- **Extracted information**
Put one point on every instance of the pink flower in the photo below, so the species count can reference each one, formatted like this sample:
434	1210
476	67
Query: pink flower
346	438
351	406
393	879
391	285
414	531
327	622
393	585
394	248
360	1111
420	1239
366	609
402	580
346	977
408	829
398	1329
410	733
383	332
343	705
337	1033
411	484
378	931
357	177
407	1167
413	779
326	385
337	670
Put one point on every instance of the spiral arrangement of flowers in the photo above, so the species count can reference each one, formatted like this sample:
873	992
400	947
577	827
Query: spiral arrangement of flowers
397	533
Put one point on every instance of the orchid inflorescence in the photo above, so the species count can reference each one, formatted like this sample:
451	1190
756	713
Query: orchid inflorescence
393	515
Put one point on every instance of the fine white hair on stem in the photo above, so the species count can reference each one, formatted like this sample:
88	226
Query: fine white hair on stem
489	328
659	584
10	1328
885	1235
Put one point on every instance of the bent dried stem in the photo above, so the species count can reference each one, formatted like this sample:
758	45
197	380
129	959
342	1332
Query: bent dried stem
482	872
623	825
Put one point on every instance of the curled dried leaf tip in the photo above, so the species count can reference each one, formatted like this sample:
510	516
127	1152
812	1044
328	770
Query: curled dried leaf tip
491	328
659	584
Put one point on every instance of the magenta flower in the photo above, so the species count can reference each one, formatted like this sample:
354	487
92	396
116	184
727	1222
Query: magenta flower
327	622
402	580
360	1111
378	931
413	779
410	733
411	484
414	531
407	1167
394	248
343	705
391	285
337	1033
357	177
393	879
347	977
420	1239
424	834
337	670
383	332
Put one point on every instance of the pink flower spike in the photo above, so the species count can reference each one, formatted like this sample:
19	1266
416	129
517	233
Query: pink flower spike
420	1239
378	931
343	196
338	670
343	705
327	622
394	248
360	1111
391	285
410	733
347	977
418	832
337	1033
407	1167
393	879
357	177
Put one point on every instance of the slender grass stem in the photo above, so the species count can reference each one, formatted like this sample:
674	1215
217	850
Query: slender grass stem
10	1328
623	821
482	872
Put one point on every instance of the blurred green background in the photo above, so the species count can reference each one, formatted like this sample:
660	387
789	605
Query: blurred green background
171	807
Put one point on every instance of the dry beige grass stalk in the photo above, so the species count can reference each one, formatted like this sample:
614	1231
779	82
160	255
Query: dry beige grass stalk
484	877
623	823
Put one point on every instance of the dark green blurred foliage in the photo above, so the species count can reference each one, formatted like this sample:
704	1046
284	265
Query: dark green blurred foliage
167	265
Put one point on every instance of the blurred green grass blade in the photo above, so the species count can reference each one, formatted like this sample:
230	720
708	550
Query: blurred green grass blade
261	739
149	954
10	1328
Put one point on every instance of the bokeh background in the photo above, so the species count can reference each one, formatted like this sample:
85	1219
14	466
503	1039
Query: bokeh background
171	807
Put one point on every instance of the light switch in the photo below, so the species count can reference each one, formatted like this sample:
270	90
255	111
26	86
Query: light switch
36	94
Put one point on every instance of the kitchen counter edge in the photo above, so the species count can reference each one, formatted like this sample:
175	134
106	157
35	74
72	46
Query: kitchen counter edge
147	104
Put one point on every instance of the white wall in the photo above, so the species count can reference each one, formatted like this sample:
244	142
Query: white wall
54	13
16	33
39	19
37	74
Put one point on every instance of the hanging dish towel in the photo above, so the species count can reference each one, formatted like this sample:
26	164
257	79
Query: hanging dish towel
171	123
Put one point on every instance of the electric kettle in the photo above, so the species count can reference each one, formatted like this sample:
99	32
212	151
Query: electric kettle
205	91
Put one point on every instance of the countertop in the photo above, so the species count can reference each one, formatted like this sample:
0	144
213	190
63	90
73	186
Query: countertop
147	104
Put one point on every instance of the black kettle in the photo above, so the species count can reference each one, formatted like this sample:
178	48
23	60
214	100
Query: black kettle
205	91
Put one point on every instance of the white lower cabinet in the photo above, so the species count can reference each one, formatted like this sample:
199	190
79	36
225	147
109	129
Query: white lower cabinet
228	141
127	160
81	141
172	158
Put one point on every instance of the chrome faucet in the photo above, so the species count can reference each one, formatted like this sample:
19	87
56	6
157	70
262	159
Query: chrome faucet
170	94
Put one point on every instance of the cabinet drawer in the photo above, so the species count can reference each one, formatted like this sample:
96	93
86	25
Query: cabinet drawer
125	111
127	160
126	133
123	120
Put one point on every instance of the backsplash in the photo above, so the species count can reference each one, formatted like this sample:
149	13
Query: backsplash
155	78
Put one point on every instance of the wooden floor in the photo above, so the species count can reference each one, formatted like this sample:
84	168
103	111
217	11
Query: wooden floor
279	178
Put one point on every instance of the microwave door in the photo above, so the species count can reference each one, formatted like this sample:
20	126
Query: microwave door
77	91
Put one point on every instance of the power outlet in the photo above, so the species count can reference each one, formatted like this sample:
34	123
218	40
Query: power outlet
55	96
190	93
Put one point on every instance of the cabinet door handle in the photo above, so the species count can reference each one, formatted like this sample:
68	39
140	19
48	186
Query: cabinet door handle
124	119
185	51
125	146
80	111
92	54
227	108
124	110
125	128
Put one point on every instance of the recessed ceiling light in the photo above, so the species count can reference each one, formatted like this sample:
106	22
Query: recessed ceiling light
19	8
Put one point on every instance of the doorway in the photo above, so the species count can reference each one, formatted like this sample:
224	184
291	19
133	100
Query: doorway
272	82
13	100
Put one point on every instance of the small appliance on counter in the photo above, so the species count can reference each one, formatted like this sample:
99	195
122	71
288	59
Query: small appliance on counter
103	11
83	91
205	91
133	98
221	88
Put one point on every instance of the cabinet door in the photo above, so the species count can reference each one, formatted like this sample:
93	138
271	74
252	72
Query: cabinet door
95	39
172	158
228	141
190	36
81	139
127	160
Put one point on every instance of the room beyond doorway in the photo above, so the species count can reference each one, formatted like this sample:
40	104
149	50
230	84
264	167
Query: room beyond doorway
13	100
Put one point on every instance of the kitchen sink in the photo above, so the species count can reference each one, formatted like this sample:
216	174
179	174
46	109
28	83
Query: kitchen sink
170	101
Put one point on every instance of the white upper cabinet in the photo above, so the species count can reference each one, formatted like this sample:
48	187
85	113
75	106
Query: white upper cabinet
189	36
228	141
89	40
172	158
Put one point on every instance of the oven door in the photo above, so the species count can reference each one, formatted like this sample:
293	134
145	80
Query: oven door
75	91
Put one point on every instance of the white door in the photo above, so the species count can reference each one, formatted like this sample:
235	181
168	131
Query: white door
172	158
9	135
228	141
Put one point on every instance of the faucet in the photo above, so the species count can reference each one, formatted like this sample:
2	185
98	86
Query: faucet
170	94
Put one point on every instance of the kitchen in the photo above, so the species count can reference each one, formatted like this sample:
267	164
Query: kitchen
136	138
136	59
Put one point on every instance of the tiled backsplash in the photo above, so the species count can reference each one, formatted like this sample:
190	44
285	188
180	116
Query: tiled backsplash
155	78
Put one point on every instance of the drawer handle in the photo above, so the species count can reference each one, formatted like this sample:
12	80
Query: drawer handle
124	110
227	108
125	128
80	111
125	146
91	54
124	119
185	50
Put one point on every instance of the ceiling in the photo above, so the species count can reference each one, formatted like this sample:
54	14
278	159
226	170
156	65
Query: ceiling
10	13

- **What is required**
Write down the entire listing above verbatim.

- **Response below**
Put one point on every instance of the pink flower in the photo below, so the species count can reference each one, formatted like this sample:
434	1210
476	67
Query: pink flower
346	438
351	406
393	879
391	285
414	531
327	622
393	585
394	248
360	1111
420	1239
366	609
402	580
346	977
408	829
398	1329
410	733
383	332
343	705
337	1033
411	484
378	931
357	177
407	1167
413	779
326	385
337	670
Put one point on every instance of the spiral arrangement of flowers in the photo above, so the species count can reference each one, formatted like this sample:
873	992
400	947
577	827
Query: spiral arrangement of flowers
397	533
Put one point on every instance of the orchid inflorescence in the photo above, so the species count can reference each one, formatted like this sample:
451	1190
756	713
Query: orchid inflorescence
393	515
Put one point on every instance of the fine white hair on stem in the photo above, so the species count can reference each one, formatted like this sample:
88	226
Query: fine white hair on stem
489	328
659	584
10	1328
885	1235
Put one point on every instance of the bent dried stem in the photo above, so the species count can reference each one, formatted like this sample:
758	45
197	380
129	959
342	1332
Query: bent dried stem
482	872
623	825
Put one point on every instance of the curled dried leaf tip in the photo above, so the species count can reference each one, formatted like this sample:
510	516
127	1152
812	1044
328	770
Query: curled dried leaf tip
491	328
659	584
Put one point on every instance of the magenta flower in the photo above, so the species count can reference each one, formatted like this sample:
354	487
92	396
116	184
727	1222
Query: magenta flower
327	622
402	580
360	1111
378	931
413	779
410	733
411	484
414	531
407	1167
394	248
343	705
391	285
337	1033
357	177
393	879
347	977
420	1239
424	834
337	670
383	332
Put one point on every instance of the pink flower spike in the photo above, so the species count can reference each one, formatted like this sample:
19	1266
416	129
517	233
Query: pink flower spike
420	1239
378	931
343	196
338	670
343	705
327	622
394	248
360	1111
391	285
410	733
347	977
418	832
337	1033
407	1167
393	879
357	177
Put one point on every instance of the slender grass stem in the photo above, so the species count can reference each one, formatted like this sample:
674	1215
217	850
Query: slender grass stem
10	1328
623	821
482	872
Put one point on every instance of the blurred green background in the photo above, so the species count can reference each one, formatted like this sample:
660	387
789	605
Query: blurred green background
171	807
Put one point on every instance of the dry beige grass stalk in the photo above, so the species count can reference each one, formatted like this sample:
614	1231
779	82
160	255
Query: dry beige grass stalk
484	877
623	823
Put one point on every instance of the dark green blurred foliage in the photo above, so the species count can reference each one, formatted like this sample:
704	1046
284	265
Query: dark green blurred foliage
167	265
Put one point on every instance of the blurred green grass blade in the photo above, so the species count can reference each one, formatted like this sample:
230	720
708	550
Query: blurred green grass blade
261	739
149	954
10	1328
Put one point on every instance of the bokeh background in the photo above, so the species count can reference each one, formatted like this sample:
85	1219
14	466
503	1039
Query: bokeh background
171	807
Put one point on every instance of the light switch in the photo below, so the species count can reference each one, formatted like this sample:
270	90
255	111
26	86
Query: light switch
36	94
Put one point on every instance of the kitchen counter edge in the photo above, so the species count can reference each one, formatted like this sample:
175	134
106	157
35	74
72	46
Query: kitchen counter edge
147	104
Put one point on every instance of the white wall in the photo above, so the species count can reference each one, formatted like this sample:
244	142
Query: white wall
54	13
16	33
39	19
37	74
Put one point on every instance of the hanging dish towel in the photo above, so the species count can reference each one, formatted like this sample:
26	164
257	79
Query: hanging dish towel
171	123
Put one point on every instance of the electric kettle in the photo above, so the species count can reference each one, formatted like this sample:
99	32
212	151
Query: electric kettle
205	91
Put one point on every instance of the countertop in the photo above, so the species count can reference each one, formatted like this sample:
0	144
213	190
63	90
73	186
Query: countertop
147	104
Put one point on every instance of the black kettle in the photo above, so the species count can reference each one, formatted like this sample:
178	48
23	60
214	100
Query: black kettle
205	91
Put one point on every instance of the white lower cabinet in the photo above, so the species count can reference each one, formatted like this sample:
199	190
79	36
225	147
109	129
Query: white lower cabinet
228	141
127	160
81	141
172	158
Put one point on every instance of the chrome faucet in the photo above, so the species count can reference each one, formatted like this sample:
19	87
56	6
157	70
262	159
Query: chrome faucet
170	94
Put one point on every instance of the cabinet drawer in the photo above, so the species count can reference each one, formatted like this sample:
96	93
86	25
Query: cabinet drawer
125	111
127	160
126	133
123	120
Put one point on every instance of the backsplash in the photo above, so the species count can reference each one, formatted like this sample:
149	13
Query: backsplash
155	78
Put one point on every instance of the wooden floor in the photo above, so the species count can reference each one, formatted like this sample:
84	168
103	111
217	11
Query: wooden floor
279	178
Put one point on every instance of the microwave door in the photo above, so the species count can reference each one, formatted like this sample:
20	126
Query: microwave door
77	91
Put one point on every instance of the power outlet in the photo above, so the species count can reference each one, formatted like this sample:
34	123
218	40
Query: power outlet
55	96
190	93
Put one point on every instance of the cabinet door handle in the photo above, so the species count can reference each one, formatted like this sample:
68	39
140	19
48	186
Query: cabinet door handle
124	119
185	51
125	146
80	111
92	54
227	108
124	110
125	128
Put one point on every instance of the recessed ceiling light in the photo above, so the species count can reference each one, formatted like this sample:
106	22
Query: recessed ceiling light
19	8
Put one point on every instance of the doorway in the photo above, so the species count can reference each one, formatted like this sample:
224	184
291	19
133	100
Query: doorway
272	82
13	100
Put one point on every instance of the small appliance on counter in the photo above, so the species count can reference each one, formatted like this sample:
99	195
122	71
288	59
Query: small appliance on counter
103	11
83	91
205	91
133	98
221	88
Put one point on every instance of the cabinet door in the photo above, so the species count can reference each one, formatted like this sample:
93	138
271	74
252	72
Query: cabinet door
95	39
172	158
228	141
190	36
81	139
127	160
Put one point on every instance of the room beyond doorway in the photo above, so the species count can reference each one, formatted like this sample:
40	104
149	50
230	84
264	167
Query: room beyond doorway
13	100
Put one point on every instance of the kitchen sink in the photo above, so the species count can reference each one, formatted like this sample:
216	174
179	174
46	109
28	83
Query: kitchen sink
170	101
Put one point on every instance of the white upper cabinet in the photo above, so the species count can reference each one, formatted like this sample:
48	187
85	113
75	106
Query: white upper cabinet
189	36
228	141
89	40
172	158
Put one point on every instance of the oven door in the photo above, so the species count can reference each one, formatted like this sample:
293	134
145	80
Query: oven door
75	91
Put one point on every instance of the white door in the photo above, so the species count can reference each one, formatted like this sample:
235	181
168	131
Query: white door
172	158
9	135
228	141
Put one point on every instance of the faucet in the photo above, so the species count can reference each one, formatted like this sample:
2	185
98	86
Query: faucet
170	94
Put one point on every instance of the kitchen in the photo above, so the species count can reference each one, formatted like this sample:
267	164
Query: kitchen
136	138
136	59
Put one point on every instance of the tiled backsplash in the photo above, so the species count can reference each one, formatted like this sample:
190	44
285	188
180	116
Query: tiled backsplash
155	78
Put one point on every instance of the drawer handle in the photo above, so the species count can reference each one, formatted like this sample:
12	80
Query: drawer handle
124	110
227	108
125	128
80	111
125	146
91	54
124	119
185	50
Put one point on every instance of the ceiling in the photo above, so the species count can reference each one, formatted like this sample:
54	14
278	159
226	170
156	65
Query: ceiling
10	13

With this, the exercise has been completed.